## SET EXERCISE
The listing below should be copied in full, word for word.

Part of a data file
========
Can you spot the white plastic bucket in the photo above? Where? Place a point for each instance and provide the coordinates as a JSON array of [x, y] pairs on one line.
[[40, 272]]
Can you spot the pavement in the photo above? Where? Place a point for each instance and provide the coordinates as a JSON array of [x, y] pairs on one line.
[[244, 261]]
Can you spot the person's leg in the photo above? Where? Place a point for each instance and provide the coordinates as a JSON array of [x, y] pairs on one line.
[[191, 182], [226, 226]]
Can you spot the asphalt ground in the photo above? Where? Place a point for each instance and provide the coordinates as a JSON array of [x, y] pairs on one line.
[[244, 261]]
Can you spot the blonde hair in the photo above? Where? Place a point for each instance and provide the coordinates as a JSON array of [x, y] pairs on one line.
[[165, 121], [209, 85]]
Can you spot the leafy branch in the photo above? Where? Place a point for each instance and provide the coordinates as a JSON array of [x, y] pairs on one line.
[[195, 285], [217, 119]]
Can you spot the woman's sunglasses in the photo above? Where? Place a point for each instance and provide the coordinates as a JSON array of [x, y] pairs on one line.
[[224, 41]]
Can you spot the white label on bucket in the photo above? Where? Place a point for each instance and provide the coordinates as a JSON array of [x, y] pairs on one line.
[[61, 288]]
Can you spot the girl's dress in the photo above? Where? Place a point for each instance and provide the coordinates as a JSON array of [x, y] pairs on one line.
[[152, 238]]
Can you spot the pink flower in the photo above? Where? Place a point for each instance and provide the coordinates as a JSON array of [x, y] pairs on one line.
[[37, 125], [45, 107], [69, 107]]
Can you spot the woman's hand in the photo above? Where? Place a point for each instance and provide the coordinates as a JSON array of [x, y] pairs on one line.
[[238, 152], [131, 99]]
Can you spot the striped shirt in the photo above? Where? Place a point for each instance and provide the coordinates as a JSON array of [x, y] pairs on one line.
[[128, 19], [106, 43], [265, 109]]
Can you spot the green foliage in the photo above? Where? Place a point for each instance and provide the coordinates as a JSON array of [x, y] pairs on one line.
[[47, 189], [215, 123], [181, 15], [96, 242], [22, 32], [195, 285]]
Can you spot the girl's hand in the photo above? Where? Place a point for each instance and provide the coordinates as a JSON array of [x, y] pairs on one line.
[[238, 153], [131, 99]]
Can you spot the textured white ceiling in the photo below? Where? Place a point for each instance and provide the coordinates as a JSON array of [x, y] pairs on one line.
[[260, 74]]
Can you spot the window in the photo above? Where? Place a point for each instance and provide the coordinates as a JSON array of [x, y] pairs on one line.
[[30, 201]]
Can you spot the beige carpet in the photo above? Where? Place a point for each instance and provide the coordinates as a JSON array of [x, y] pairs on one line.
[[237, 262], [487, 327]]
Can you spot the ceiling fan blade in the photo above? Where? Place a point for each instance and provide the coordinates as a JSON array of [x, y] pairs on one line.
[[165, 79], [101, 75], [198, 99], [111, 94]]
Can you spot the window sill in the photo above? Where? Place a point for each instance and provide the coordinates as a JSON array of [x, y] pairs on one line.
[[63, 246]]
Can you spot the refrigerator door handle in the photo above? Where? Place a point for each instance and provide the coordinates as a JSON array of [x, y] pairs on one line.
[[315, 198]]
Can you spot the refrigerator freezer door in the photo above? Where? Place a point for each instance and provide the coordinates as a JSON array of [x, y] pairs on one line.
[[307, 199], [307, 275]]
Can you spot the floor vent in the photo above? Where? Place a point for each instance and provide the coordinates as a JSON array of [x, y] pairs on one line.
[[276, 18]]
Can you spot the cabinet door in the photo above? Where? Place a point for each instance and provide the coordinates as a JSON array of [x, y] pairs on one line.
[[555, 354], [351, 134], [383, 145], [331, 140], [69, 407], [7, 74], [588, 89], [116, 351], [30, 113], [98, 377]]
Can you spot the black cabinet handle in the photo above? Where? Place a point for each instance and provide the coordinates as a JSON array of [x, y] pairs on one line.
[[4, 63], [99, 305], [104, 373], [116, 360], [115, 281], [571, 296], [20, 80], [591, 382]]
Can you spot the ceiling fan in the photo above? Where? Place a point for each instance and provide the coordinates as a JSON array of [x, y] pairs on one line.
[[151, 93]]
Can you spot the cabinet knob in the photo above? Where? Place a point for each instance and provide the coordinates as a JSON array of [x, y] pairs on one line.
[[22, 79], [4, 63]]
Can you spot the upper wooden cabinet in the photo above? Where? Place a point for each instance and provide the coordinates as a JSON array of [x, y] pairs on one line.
========
## EXERCISE ANSWER
Can you spot the white plastic bucket in the photo above? Where? Place a point for each instance and provide the coordinates as a JSON array of [x, y] pairs on one line.
[[40, 272]]
Can you spot the pavement in the photo above? Where? Place a point for each instance and provide the coordinates as a JSON array of [x, y] pairs on one line.
[[244, 261]]
Can you spot the person's leg in the photo above? Where? Place a point for each instance and provide the coordinates as a JSON array of [x, y] pairs on one line.
[[191, 182], [226, 226]]
Can you spot the asphalt ground in the photo above? Where? Place a point for each instance and provide the coordinates as a JSON array of [x, y] pairs on one line.
[[244, 261]]
Can you spot the blonde hair in the photo above? Where? Place a point for each instance and provide the coordinates as a JSON array of [x, y] pairs on one line.
[[165, 121], [209, 85]]
Can you spot the leafy branch in the photo above? Where? Place a point for each instance and provide the coordinates as a JSON array of [x, y] pairs on one line.
[[195, 285], [217, 119]]
Can you spot the woman's sunglasses in the photo above? Where? Place a point for each instance and provide the coordinates as a JSON array of [x, y] pairs on one line.
[[224, 41]]
Can you spot the white label on bucket in the photo above? Where? Place a point for each instance and provide the coordinates as a JSON array of [x, y] pairs on one line.
[[61, 288]]
Can you spot the girl's dress in the photo above? Where? Place a point for each instance and provide the coordinates as a JSON array of [x, y] pairs on one line.
[[152, 238]]
Can you spot the pink flower in the photo above? Where? Place a point for each instance and provide the coordinates as a JSON array of [x, y] pairs on one line.
[[37, 125], [45, 107], [69, 107]]
Can you spot the woman's hand in the photo above? Where? Place a point for each instance and provide the coordinates as a JSON array of [x, y] pairs on one line.
[[238, 152], [131, 99]]
Can you spot the striped shirt in the photo above? Where? Place a point for each instance and provide the coordinates as a JSON array of [x, y] pairs on one line.
[[128, 19], [106, 43], [265, 109]]
Can you spot the green foliage in the photo above? Where? Place a point for each instance and provide the coordinates as a JSON array of [x, y] pairs on one line.
[[47, 189], [215, 123], [181, 15], [96, 242], [22, 32], [195, 285]]
Can you spot the girl's hand in the photo above? Where? Place a point for each instance and provide the coordinates as a JSON array of [x, y] pairs on one line.
[[238, 153], [131, 99]]
Can you spot the textured white ceiling in the photo below? Where? Place a point for each instance and provide the coordinates as a JSON array of [x, y] pairs on one line.
[[260, 74]]
Can you spot the window in the photo above? Where? Place a point for each instance and provide the coordinates as a JSON array of [x, y] pairs on one line.
[[30, 201]]
Can you spot the beige carpet in the photo above? Where? Place a point for each instance and provide the coordinates as a JSON array of [x, y] pairs on one line.
[[237, 262], [487, 327]]
Can you spot the ceiling fan blade in the photo above? Where? Place a point for each instance and provide the coordinates as a JSON array of [x, y] pairs on one line.
[[165, 79], [101, 75], [198, 99], [111, 94]]
Can you spot the window sill in the photo above? Where? Place a point for each instance and provide the coordinates as a JSON array of [x, y] pairs on one line.
[[63, 246]]
Can you spot the refrigerator door handle in the photo above? Where? Place a point for each instance and provide the coordinates as a JSON array of [x, y] pairs on one line.
[[315, 198]]
Can you spot the refrigerator freezer door in the photo above? Where? Place a point for each instance and provide the coordinates as a JSON array of [x, y] pairs on one line.
[[307, 199], [307, 275]]
Can you spot the floor vent in the photo above? Where? Place a point for each instance and provide the coordinates as a JSON array of [x, y] pairs on one line.
[[276, 18]]
Can you spot the cabinet door in the photo above? Where? Place a point for each instance and provide the coordinates as a JSON array of [x, y] pairs on one line.
[[555, 354], [351, 134], [383, 145], [331, 140], [69, 407], [7, 74], [588, 89], [116, 351], [30, 113], [98, 377]]
Can you spot the black cabinet handle in the photo above? Where? Place a point for each instance and provide the coordinates as a JSON array of [x, y] pairs on one line.
[[4, 63], [99, 305], [104, 373], [116, 360], [115, 281], [571, 296], [20, 80], [591, 382]]
Can you spot the ceiling fan in the photo above? Where? Place a point for each instance and provide the coordinates as a JSON array of [x, y] pairs on one line.
[[151, 93]]
Can you spot the cabinet knob in the photo above? Where? Place a point for each instance and provide the coordinates as a JSON array of [x, y] pairs on one line.
[[22, 79], [4, 63]]
Can you spot the upper wooden cabinet in the photo above? Where? Place a point for each instance and provide the coordinates as a JSON array of [x, y] pairs on one line.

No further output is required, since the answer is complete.